§ **Given passage**
Sports & Leisure: Old-Time Recreation

Drop the Wii for Some Old-Fashioned Fun

Senior citizens bewildered by the Internet have every right to be. They managed to live their lives just fine without it, thank you very much, and are better off for it. But you don’t need to be in retirement to scratch your head at another trend saturated in technology and readily embraced by our youngest citizens: high-tech gaming. PSP, P2P, Pwn: Is it all just a bunch of jibberish? ‘Fraid not, and there’s no escaping that kids are increasingly fond of looking to video screens — TV, computer, handheld, and otherwise — for the fun previous generations found in sports and the outdoors.

For parents seeking alternatives, avowed technophobes, and the rest of us content with the gateway drugs of Wii and Guitar Hero, there is hope. Old-fashioned entertainment — the kind that doesn’t involve volume knobs, network connections, or digital avatars — abounds in the East Bay, no matter how sandwiched we are between tech-crazy San Francisco and San Jose. Seek and you shall find a bevy of family- and date-friendly low-tech entertainment options even your grandma could dig.

Our tour starts way out in Livermore, where Campo di Bocci provides an opportunity to try your hand at one of the oldest and most popular games in the world. The large indoor facility houses eight professional-quality bocce courts that run $10 per person for an hour and a half of play. There’s a restaurant on site serving fine Italian food, plus a full bar. Three miles down the road is Boomers!, an all-in-one family activity center offering a more modern take on old-fashioned fun. Bumper boats, miniature golf, and go-karts are the makings of great childhood memories, but you’re never too old to play.

§ **Dataset section**

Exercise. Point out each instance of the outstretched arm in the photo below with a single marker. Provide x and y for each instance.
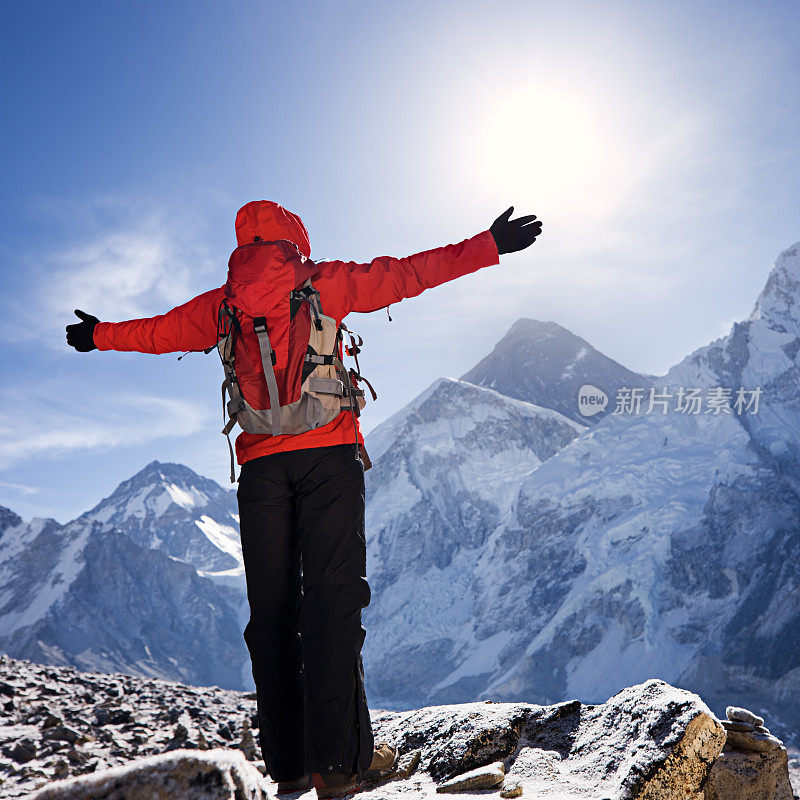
(191, 326)
(348, 286)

§ **Task list**
[1] Answer from the old-time recreation article:
(a) Which two cities is the East Bay described as sandwiched between?
(b) How many bocce courts does Campo di Bocci house?
(c) How far down the road from Campo di Bocci is Boomers!?
[2] Please return the stretch of the old-time recreation article from "Our tour starts" through "old to play.", copied word for word.

§ **Answers**
[1]
(a) San Francisco and San Jose
(b) Eight
(c) Three miles

[2]
Our tour starts way out in Livermore, where Campo di Bocci provides an opportunity to try your hand at one of the oldest and most popular games in the world. The large indoor facility houses eight professional-quality bocce courts that run $10 per person for an hour and a half of play. There’s a restaurant on site serving fine Italian food, plus a full bar. Three miles down the road is Boomers!, an all-in-one family activity center offering a more modern take on old-fashioned fun. Bumper boats, miniature golf, and go-karts are the makings of great childhood memories, but you’re never too old to play.